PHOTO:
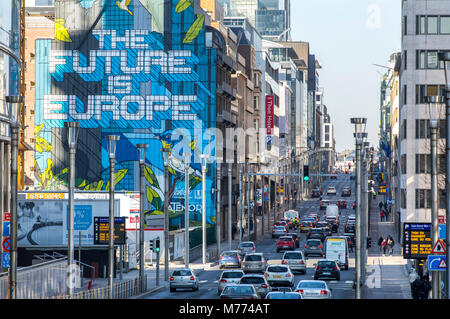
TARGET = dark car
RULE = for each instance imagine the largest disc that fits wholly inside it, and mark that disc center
(327, 268)
(316, 233)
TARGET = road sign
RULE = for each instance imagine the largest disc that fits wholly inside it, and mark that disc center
(437, 263)
(6, 260)
(6, 244)
(439, 247)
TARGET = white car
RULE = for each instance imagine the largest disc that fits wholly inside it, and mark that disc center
(279, 275)
(313, 289)
(331, 191)
(229, 277)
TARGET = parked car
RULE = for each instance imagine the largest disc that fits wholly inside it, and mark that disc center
(313, 247)
(279, 275)
(295, 260)
(284, 243)
(229, 258)
(327, 268)
(246, 247)
(259, 282)
(239, 292)
(183, 279)
(254, 262)
(313, 289)
(229, 277)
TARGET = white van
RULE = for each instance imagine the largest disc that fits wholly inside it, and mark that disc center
(336, 248)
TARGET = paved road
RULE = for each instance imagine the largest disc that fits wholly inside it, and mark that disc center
(340, 289)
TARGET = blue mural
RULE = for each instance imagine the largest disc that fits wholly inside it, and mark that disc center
(132, 75)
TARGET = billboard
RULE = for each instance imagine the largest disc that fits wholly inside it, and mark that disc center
(139, 69)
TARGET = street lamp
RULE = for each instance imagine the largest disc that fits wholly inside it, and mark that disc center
(141, 148)
(72, 138)
(204, 159)
(360, 127)
(111, 148)
(14, 111)
(445, 56)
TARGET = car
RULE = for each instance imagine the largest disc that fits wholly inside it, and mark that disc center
(316, 233)
(313, 289)
(259, 282)
(239, 292)
(283, 295)
(305, 226)
(278, 231)
(327, 268)
(183, 279)
(279, 275)
(295, 238)
(331, 191)
(229, 258)
(313, 247)
(246, 247)
(254, 262)
(229, 277)
(284, 243)
(324, 204)
(295, 260)
(341, 203)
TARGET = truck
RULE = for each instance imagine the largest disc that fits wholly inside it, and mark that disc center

-*-

- [Task goal]:
Only the lines from the start of the material through the line containing "TARGET = parked car" should be transcribed. Pictures stay out.

- [The completed task]:
PHOTO:
TARGET = dark car
RULE = for each instance imagine the largest disc that fits wholly inside it, and mark that disc center
(327, 268)
(316, 233)
TARGET = road sign
RULE = for each instance imagine the largest disc that fits wholly inside it, and mark that disc center
(437, 263)
(6, 260)
(6, 244)
(439, 247)
TARGET = white car
RULE = for each instance imagine the largest disc that fits wholly inside it, and mark that disc center
(279, 275)
(313, 289)
(331, 191)
(229, 277)
TARGET = parked car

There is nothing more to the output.